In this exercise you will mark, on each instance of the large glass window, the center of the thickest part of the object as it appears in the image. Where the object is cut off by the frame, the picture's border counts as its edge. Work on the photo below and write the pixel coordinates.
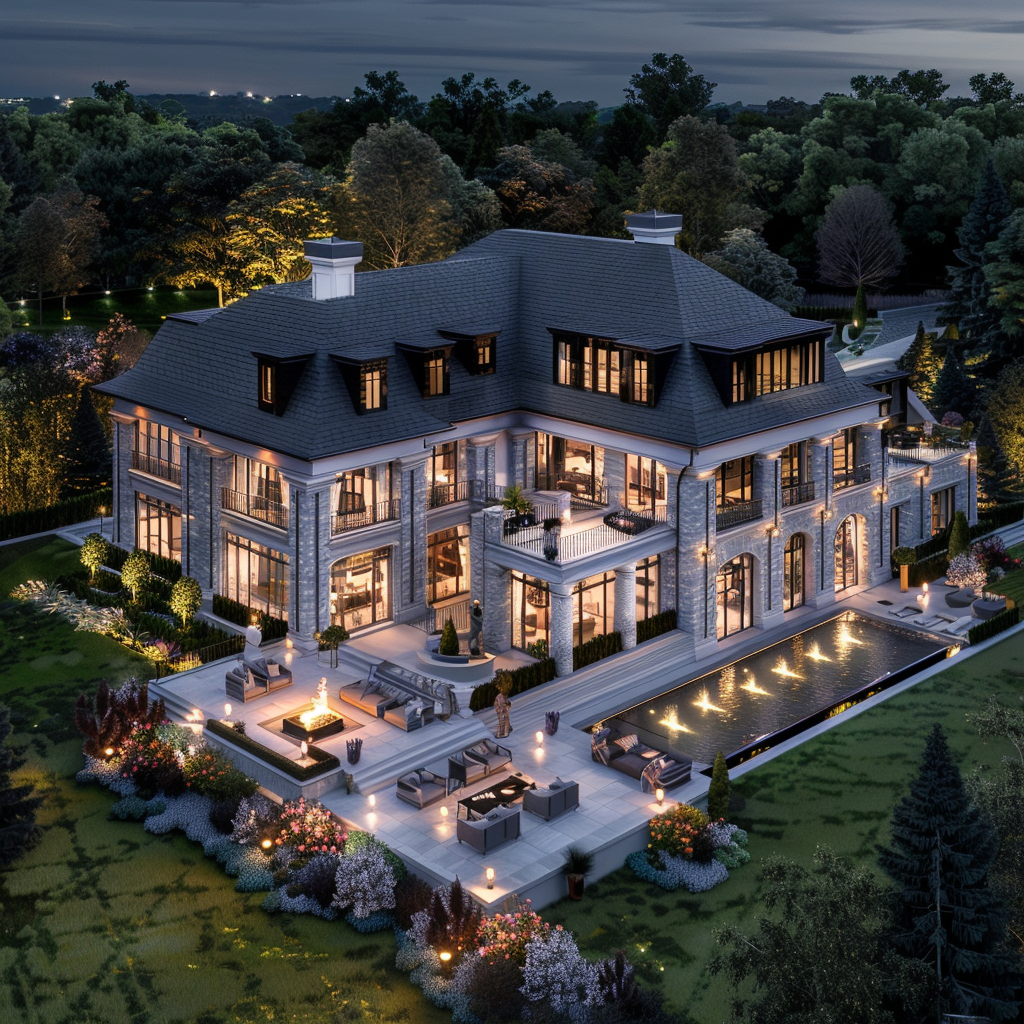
(158, 526)
(448, 563)
(793, 572)
(257, 576)
(943, 509)
(360, 590)
(571, 466)
(646, 484)
(734, 596)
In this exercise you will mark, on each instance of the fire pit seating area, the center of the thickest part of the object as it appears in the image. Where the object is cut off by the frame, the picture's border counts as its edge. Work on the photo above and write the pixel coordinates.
(251, 679)
(654, 767)
(404, 698)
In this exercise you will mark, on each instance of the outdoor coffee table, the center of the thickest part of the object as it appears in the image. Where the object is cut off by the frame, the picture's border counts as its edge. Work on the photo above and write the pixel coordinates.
(500, 794)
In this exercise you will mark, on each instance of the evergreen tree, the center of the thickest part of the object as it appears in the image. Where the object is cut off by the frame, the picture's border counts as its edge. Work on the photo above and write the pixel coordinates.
(953, 389)
(87, 455)
(17, 805)
(922, 361)
(945, 914)
(969, 291)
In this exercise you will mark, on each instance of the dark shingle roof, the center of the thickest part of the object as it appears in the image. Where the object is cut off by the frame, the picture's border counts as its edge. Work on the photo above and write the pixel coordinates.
(523, 282)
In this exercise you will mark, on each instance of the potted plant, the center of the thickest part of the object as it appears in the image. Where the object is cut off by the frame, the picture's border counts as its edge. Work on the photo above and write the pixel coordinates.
(903, 557)
(579, 863)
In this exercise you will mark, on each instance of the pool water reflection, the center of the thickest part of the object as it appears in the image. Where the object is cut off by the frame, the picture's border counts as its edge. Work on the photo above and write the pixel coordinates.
(779, 685)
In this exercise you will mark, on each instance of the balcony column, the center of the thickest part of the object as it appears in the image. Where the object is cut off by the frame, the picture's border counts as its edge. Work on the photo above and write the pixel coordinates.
(523, 467)
(411, 565)
(561, 627)
(626, 604)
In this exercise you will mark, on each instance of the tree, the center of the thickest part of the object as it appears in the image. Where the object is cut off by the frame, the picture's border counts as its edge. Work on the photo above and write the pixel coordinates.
(667, 88)
(135, 572)
(18, 832)
(718, 794)
(745, 258)
(271, 218)
(969, 304)
(819, 952)
(186, 598)
(93, 553)
(696, 173)
(398, 198)
(945, 914)
(858, 243)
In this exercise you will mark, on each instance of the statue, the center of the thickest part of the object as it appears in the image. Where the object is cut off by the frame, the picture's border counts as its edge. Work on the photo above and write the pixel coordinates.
(476, 630)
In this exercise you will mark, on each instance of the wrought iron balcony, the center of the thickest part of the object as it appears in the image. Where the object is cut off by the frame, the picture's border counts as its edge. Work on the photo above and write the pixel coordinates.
(798, 494)
(166, 469)
(858, 474)
(342, 522)
(255, 507)
(733, 515)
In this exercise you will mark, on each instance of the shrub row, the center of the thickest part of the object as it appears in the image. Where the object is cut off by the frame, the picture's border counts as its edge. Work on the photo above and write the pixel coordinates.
(596, 649)
(989, 628)
(524, 678)
(325, 762)
(242, 614)
(64, 513)
(654, 626)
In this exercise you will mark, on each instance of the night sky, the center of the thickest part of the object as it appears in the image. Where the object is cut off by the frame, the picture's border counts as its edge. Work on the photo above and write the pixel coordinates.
(580, 49)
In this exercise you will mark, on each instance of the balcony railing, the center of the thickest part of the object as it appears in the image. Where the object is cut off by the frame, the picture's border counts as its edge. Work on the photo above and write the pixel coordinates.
(858, 474)
(733, 515)
(798, 494)
(342, 522)
(166, 469)
(255, 507)
(446, 494)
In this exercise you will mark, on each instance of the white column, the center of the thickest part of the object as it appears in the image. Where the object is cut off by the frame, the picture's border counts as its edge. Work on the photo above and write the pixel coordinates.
(626, 604)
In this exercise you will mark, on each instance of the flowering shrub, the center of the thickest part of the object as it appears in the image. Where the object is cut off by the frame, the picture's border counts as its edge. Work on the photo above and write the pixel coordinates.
(966, 570)
(557, 974)
(505, 935)
(674, 830)
(365, 882)
(309, 828)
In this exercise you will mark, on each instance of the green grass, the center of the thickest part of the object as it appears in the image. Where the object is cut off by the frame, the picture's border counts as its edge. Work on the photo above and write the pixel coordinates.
(145, 309)
(838, 790)
(104, 924)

----

**What the task requires**
Rescale the stretch from the line containing "of the flowering" through the end of the entries, both ends included. Reproduce every line, requests included, and multiply each coordinate in the answers by 0.95, rounding to the nearest whole number with halves rounded up.

**Response for this exercise**
In this exercise you will mark, on each instance of the flowering shrub, the center of the thickest part of the object as it appears in the image. Where the object is cut off by the frame, the picture's border counts as its edge. Work on the photo above and write the pixel coordinates.
(918, 542)
(529, 925)
(480, 888)
(640, 789)
(347, 838)
(294, 787)
In this exercise you will mark, on each instance of the green grass, the center of the thickest part of the object as it appears in the image. Where the object is cut off by the frame, the picture's border counts as its edge. Work on the photo above and write the pixel coordinates.
(138, 294)
(796, 751)
(99, 878)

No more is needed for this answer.